> **What you will do**:
Return each line in the items below that contains the word "fork".

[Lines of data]
════

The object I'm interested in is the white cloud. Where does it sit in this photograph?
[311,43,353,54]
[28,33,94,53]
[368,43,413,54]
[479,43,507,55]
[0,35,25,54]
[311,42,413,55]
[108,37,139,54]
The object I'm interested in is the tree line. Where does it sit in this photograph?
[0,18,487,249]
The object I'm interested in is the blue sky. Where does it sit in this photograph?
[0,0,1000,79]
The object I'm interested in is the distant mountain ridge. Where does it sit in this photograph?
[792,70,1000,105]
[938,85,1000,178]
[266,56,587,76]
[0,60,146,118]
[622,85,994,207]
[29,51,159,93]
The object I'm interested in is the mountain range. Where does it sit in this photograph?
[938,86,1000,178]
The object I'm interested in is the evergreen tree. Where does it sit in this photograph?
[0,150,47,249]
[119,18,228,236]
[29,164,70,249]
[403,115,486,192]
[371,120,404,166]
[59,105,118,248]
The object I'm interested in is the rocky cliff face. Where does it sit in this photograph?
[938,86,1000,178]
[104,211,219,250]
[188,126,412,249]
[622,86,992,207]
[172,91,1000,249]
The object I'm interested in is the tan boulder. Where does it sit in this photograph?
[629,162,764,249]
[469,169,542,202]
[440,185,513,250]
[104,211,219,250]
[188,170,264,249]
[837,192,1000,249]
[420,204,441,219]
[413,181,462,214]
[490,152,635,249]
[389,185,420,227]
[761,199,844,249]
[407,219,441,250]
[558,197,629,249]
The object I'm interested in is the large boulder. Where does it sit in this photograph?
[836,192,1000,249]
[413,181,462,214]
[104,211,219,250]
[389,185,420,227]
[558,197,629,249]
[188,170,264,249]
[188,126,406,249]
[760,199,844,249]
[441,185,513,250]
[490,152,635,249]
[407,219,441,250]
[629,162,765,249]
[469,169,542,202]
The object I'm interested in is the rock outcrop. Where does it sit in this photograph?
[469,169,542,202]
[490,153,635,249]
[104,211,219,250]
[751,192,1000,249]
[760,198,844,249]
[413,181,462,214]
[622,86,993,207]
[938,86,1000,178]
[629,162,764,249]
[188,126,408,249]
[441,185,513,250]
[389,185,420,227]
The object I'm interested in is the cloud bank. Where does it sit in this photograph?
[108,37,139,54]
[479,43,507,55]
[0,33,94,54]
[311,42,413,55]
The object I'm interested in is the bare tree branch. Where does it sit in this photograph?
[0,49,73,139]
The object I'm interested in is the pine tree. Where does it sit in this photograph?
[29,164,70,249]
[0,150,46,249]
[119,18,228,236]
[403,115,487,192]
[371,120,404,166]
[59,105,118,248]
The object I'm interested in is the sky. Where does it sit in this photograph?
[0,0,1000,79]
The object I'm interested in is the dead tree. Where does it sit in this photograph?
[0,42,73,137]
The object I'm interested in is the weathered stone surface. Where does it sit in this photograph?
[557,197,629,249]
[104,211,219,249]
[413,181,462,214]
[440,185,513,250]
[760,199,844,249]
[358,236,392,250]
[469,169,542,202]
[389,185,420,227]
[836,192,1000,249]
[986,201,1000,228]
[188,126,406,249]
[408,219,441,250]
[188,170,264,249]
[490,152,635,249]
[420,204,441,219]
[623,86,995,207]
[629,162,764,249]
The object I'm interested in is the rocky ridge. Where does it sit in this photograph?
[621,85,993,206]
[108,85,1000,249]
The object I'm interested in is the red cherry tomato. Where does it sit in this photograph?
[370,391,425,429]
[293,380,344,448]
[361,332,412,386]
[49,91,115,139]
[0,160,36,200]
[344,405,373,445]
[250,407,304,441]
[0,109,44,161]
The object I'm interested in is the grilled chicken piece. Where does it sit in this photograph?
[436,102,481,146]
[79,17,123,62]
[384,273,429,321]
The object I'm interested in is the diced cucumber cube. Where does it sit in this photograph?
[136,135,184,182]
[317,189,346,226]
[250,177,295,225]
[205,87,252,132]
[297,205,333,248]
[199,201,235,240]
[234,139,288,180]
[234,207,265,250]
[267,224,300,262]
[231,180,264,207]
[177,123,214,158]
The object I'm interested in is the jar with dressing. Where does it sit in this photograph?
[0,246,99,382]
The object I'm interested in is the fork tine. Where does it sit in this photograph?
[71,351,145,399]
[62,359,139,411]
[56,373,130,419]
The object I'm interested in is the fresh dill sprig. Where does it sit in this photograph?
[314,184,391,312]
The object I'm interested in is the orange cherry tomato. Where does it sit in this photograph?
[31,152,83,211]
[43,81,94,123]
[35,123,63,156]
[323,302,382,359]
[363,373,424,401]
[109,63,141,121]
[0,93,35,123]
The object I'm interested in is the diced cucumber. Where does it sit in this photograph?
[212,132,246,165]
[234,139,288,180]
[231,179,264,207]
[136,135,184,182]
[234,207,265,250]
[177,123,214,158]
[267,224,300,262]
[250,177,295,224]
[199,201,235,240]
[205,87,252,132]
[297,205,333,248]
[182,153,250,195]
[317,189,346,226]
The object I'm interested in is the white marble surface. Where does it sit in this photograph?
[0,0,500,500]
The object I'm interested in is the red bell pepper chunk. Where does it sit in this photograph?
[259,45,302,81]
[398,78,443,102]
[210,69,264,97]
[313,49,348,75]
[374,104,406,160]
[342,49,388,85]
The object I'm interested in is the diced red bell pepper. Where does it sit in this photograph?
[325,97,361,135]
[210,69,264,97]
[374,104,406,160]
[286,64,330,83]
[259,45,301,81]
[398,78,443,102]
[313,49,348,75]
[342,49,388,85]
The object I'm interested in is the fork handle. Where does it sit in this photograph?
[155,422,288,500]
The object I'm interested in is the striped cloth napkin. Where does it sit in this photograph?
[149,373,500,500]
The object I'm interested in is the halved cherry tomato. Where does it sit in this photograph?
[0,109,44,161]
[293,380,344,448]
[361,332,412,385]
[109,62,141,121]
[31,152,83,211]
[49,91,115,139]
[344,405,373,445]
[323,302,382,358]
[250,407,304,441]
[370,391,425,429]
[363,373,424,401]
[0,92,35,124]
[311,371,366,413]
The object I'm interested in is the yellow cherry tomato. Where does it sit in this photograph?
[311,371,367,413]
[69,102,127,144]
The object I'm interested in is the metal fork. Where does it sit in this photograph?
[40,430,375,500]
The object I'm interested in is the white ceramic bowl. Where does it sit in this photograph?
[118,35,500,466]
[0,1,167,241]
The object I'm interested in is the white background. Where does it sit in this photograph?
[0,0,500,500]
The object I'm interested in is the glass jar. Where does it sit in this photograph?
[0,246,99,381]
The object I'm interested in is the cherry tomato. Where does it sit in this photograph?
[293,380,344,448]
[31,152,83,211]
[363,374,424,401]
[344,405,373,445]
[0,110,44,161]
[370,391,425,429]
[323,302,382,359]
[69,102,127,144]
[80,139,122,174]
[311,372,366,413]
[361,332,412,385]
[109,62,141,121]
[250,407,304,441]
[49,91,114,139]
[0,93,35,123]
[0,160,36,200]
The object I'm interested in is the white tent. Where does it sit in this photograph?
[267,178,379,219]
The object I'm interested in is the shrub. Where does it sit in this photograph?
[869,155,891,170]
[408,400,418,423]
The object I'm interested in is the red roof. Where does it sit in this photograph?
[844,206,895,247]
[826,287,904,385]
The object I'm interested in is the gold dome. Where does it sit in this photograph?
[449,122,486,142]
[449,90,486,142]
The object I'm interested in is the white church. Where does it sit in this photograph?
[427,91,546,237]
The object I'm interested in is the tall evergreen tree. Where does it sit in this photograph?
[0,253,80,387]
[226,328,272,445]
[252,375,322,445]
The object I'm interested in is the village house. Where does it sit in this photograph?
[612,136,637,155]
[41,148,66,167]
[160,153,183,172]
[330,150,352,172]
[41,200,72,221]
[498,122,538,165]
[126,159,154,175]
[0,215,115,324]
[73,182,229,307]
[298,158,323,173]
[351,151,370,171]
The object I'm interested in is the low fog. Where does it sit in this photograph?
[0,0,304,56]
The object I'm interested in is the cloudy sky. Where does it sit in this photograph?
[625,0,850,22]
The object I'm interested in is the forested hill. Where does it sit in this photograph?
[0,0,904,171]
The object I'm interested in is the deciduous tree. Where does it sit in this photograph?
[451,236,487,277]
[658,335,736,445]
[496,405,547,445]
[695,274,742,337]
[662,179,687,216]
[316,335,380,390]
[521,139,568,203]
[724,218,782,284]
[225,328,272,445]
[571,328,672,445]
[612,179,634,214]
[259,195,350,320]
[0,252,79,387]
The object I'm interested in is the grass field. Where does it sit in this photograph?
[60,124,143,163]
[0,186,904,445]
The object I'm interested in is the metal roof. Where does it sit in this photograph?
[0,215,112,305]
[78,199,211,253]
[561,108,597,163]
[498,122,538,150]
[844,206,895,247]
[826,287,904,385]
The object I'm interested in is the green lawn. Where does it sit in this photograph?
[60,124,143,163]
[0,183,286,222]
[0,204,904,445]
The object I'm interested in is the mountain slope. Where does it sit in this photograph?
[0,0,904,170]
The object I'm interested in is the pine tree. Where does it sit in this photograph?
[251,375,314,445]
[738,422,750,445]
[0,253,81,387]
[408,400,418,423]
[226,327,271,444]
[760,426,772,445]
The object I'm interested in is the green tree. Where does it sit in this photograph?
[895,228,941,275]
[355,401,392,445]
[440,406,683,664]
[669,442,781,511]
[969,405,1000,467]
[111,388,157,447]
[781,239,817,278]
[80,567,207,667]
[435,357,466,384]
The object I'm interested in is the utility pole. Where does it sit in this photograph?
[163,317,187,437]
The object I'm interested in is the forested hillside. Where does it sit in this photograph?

════

> **Completed exercise**:
The object I'm interested in is the fork tine. Where does it sit in this photograph?
The object I'm interested in is the fork handle. Where does it sit in this photograph?
The object I'm interested in is the metal fork. Where does it sit in this photograph?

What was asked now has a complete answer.